__EXERCISE DIRECTIONS__. Quote word for word the lines from the beginning of the records through the line containing "253V242H433L391 261L382 276L394", including that line, and leave the pictures out.

__DATA FOR THE TASK__.
════════

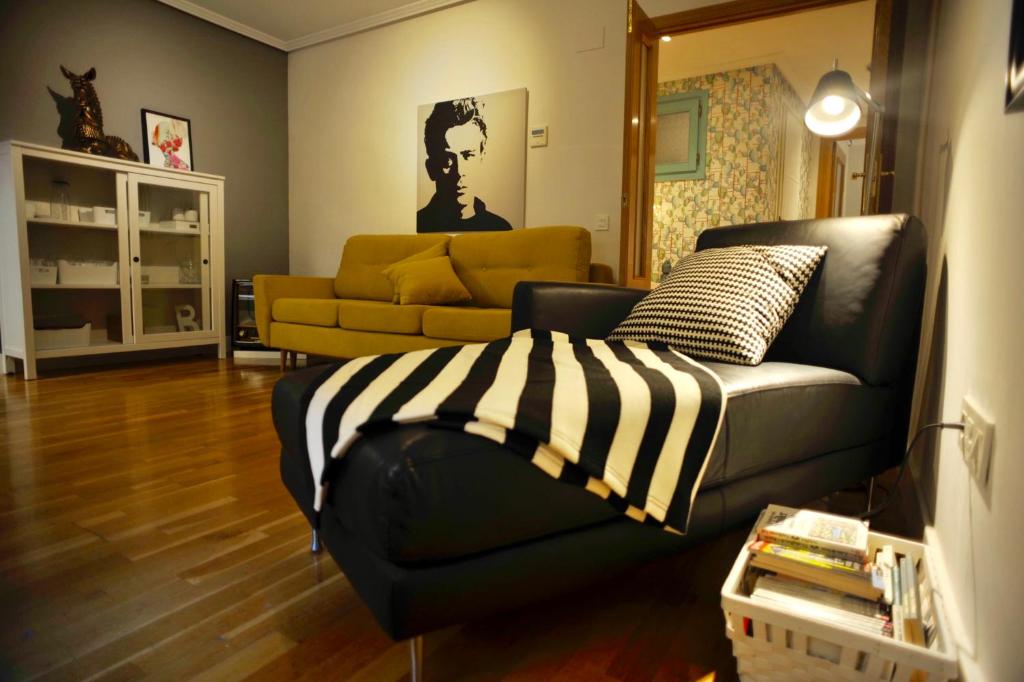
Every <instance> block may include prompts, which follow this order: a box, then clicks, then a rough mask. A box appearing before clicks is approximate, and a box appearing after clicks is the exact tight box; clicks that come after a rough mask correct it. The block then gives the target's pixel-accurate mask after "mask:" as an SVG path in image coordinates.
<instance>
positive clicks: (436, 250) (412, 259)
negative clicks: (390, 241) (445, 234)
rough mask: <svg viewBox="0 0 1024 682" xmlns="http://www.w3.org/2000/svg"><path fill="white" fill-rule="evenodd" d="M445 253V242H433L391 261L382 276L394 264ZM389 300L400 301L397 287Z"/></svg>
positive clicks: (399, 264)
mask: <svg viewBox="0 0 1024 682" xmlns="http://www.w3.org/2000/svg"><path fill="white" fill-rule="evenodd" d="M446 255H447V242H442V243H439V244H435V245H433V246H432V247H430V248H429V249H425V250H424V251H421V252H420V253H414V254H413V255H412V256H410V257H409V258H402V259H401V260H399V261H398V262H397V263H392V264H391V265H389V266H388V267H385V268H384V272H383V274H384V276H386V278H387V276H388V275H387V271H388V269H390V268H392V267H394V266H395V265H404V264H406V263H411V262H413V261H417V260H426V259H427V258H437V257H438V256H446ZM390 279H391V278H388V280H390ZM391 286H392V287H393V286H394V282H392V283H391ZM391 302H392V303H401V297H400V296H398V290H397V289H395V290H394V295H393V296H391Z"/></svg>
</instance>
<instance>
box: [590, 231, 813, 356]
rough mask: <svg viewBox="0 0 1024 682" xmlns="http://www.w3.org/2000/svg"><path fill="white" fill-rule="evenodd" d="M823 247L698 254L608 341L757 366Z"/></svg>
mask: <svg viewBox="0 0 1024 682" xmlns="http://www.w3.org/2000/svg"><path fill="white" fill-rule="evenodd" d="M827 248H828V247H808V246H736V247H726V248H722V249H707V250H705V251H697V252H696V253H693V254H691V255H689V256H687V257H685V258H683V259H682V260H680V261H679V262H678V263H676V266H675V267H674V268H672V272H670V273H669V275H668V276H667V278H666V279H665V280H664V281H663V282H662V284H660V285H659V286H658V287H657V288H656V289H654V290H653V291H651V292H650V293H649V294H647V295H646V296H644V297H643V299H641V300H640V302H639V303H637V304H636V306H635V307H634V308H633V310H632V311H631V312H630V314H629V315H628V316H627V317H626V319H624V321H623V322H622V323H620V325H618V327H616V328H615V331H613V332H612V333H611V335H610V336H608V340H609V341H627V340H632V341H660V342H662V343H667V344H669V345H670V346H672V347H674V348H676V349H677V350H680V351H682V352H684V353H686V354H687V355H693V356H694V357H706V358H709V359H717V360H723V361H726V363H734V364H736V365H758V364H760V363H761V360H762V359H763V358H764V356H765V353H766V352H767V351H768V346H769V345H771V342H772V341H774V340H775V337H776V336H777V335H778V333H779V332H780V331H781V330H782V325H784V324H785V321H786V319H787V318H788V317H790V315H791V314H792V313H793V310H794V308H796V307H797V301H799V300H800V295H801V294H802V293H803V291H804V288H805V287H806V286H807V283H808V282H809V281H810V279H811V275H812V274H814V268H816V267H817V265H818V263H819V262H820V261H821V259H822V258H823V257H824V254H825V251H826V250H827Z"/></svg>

════════

__SOLUTION TO THIS PROBLEM__.
Every <instance> block may include prompts, which follow this order: a box, then clicks, then a rough mask. A box appearing before clicks is approximate, and a box appearing after clicks is the exact tight box; clicks that come after a rough mask correct it. The block then gives the target's pixel-accurate mask after "mask:" as an SVG path in image coordinates.
<instance>
positive clicks: (436, 250) (412, 259)
negative clicks: (390, 241) (445, 234)
rough mask: <svg viewBox="0 0 1024 682" xmlns="http://www.w3.org/2000/svg"><path fill="white" fill-rule="evenodd" d="M445 253V242H433L391 261L382 276L394 264ZM389 300L400 301L397 287Z"/></svg>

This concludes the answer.